Exercise prompt
Quote every one of the records below word for word, omitting the pictures.

Supplied entries
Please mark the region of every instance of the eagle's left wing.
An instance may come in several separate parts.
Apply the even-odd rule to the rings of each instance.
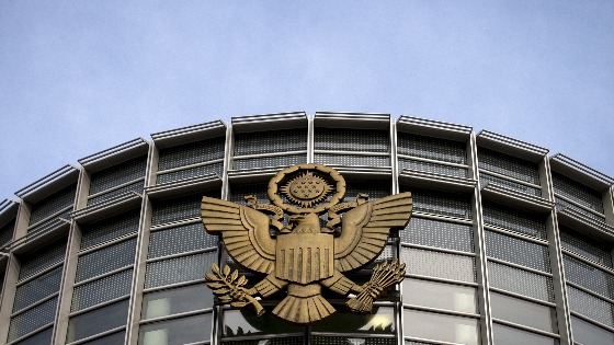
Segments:
[[[273,272],[275,240],[269,233],[269,217],[235,203],[203,197],[201,218],[211,234],[221,234],[226,250],[240,265],[261,273]]]
[[[391,228],[405,228],[411,217],[411,193],[390,195],[345,212],[334,239],[334,267],[359,268],[379,255]]]

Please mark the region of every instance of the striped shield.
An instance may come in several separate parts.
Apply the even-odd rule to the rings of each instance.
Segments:
[[[309,284],[332,276],[333,240],[328,233],[288,233],[277,238],[275,276]]]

Written solution
Please mark the region of every instance of the eagle's left wing.
An instance may come in several separate parts.
Apply the even-odd rule to the rings of each instance.
Segments:
[[[273,272],[275,240],[269,233],[269,217],[235,203],[203,197],[201,218],[211,234],[221,234],[226,250],[240,265],[261,273]]]
[[[391,228],[405,228],[411,217],[411,193],[390,195],[345,212],[334,239],[334,267],[359,268],[379,255]]]

Please mark the region of every instance of the striped shield.
An instance may come in several separate parts.
Apply the even-odd rule to the rings of each instance.
Segments:
[[[309,284],[332,276],[333,240],[328,233],[288,233],[277,238],[275,276]]]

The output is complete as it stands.